- [TEXT EXCERPT]:
Anyway, you can read the rest of it here, and highly fascinating it is too. My theory about this matter is a lot simpler than Dr Lertzman’s as it involves the recognition that most people actually do not care about climate change. They care about the environment, which is a different thing entirely – clean air, clean water, conserving nature, preventing pandas and tigers from going extinct. But after having been told for so long that sea levels are rising dangerously and we could all be under water before too long, it cannot have escaped many people’s attention that when they visit Victorian seaside resorts, they can find local features that were just above high tide 150 years ago and which are still just above high tide now. Or that there are plenty of other signs that climate change catastrophe is stubbornly persisting in its failure to materialise.
Here’s a comment I left on the Dot Earth blog:
“This is highly interesting, but what I really want to know is why there has not, to my knowledge, been much (or any?) psychological research into the elements of guilt, angst, aggression and self-loathing that have been, to some extent, part and parcel of Western environmentalism from the days of Paul Ehrlich’s gloomy predictions of overpopulation and resource depletion in the 1970s through to the catastrophic global warming scare that seems to have peaked in the last 3 or 4 years, and through to the next great alarm (the signs are that it could well be biodiversity.) It would indeed appear to be a fertile ground for researchers and I’m curious as to whether any work has been done in this area.
If psychologists are generally avoiding that subject and instead casting the spotlight of their attention on the topics covered above (loss, mourning, denial, resistance to change, etc.) while accepting without question as “givens” the reality of impending catastrophe, the mental illness – for that is what they are discussing – of the majority of us who are unconvinced that there is an impending catastrophe, and the need to make us compliant, that is highly interesting too.
And if it there was some actual investigation into the matter and it turned out – as I believe is the case – that we, the unconvinced majority, are in fact not unconsciously terrified, in denial of our anxieties, etc., but are on the whole mentally healthy, robust, rational, optimistic and generally confident, what then for the environmental movement? Also – what then for the politicians and bureaucrats whose careers have thrived in this climate of fear and for the mental health professionals they have enlisted to bring us into line?”

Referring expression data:

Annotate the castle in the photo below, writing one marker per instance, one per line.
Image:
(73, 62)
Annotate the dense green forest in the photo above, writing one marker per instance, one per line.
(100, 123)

- [WHAT YOU WILL DO]:
A: In the excerpt on climate change, what does the writer say most people care about instead of climate change?
B: Rewrite the excerpt on climate change, starting with "Anyway, you can" and going on through "failure to materialise.", changing "pandas" to "elephants".

- [SOLUTIONS PER TASK]:
A: The environment: clean air, clean water, conserving nature, and keeping pandas and tigers from going extinct.

B:
Anyway, you can read the rest of it here, and highly fascinating it is too. My theory about this matter is a lot simpler than Dr Lertzman’s as it involves the recognition that most people actually do not care about climate change. They care about the environment, which is a different thing entirely – clean air, clean water, conserving nature, preventing elephants and tigers from going extinct. But after having been told for so long that sea levels are rising dangerously and we could all be under water before too long, it cannot have escaped many people’s attention that when they visit Victorian seaside resorts, they can find local features that were just above high tide 150 years ago and which are still just above high tide now. Or that there are plenty of other signs that climate change catastrophe is stubbornly persisting in its failure to materialise.